• **GOAL OF THE EXERCISE**
Reproduce the following notes on Twitter block lists word for word, in full.

• **TEXT PASSAGE**

.....

The final speaker in this AoIR 2015 session is Stuart Geiger, whose interest is in the collective block lists on Twitter that are developed by anti-harassment communities. This bypasses or sits alongside Twitter's own, 'official' anti-harassment (and anti-spam, etc.) efforts.
Stuart's own work began with Wikipedia, which has has a set of complex internal governance mechanisms and is increasingly using automated bots to militate against vandalism and other disruptions. Such bots are a form of bespoke code that is separate from but interacts with the sovereign, governmental code that underlies the Wikipedia platform itself.
Much of this became especially visible in the context of the #gamergate harassment campaign, which has played out on Twitter for some time now. Victims of harassment could of course try to block all of the accounts that harass them, but this is a sisyphean task due to the sheer number and mutability of the harassment accounts; community-curated blocklists therefore emerged that pooled together all knowledge about current harassment accounts. Bots such as @theblockbot and @blocktogether enable the sharing of blocklists and support the automatic blocking of harassment accounts based on a variety of parameters.

.....

• **SUPPLIED MATERIAL**
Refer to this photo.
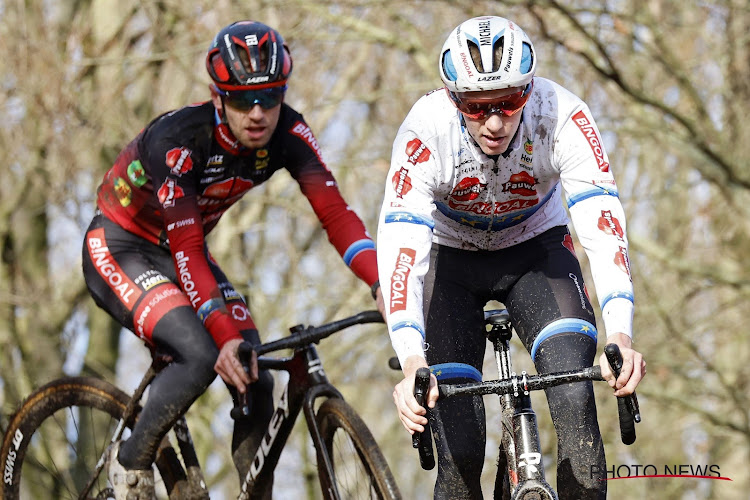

.....

• **ANSWER TO THIS TASK**
The final speaker in this AoIR 2015 session is Stuart Geiger, whose interest is in the collective block lists on Twitter that are developed by anti-harassment communities. This bypasses or sits alongside Twitter's own, 'official' anti-harassment (and anti-spam, etc.) efforts.
Stuart's own work began with Wikipedia, which has has a set of complex internal governance mechanisms and is increasingly using automated bots to militate against vandalism and other disruptions. Such bots are a form of bespoke code that is separate from but interacts with the sovereign, governmental code that underlies the Wikipedia platform itself.
Much of this became especially visible in the context of the #gamergate harassment campaign, which has played out on Twitter for some time now. Victims of harassment could of course try to block all of the accounts that harass them, but this is a sisyphean task due to the sheer number and mutability of the harassment accounts; community-curated blocklists therefore emerged that pooled together all knowledge about current harassment accounts. Bots such as @theblockbot and @blocktogether enable the sharing of blocklists and support the automatic blocking of harassment accounts based on a variety of parameters.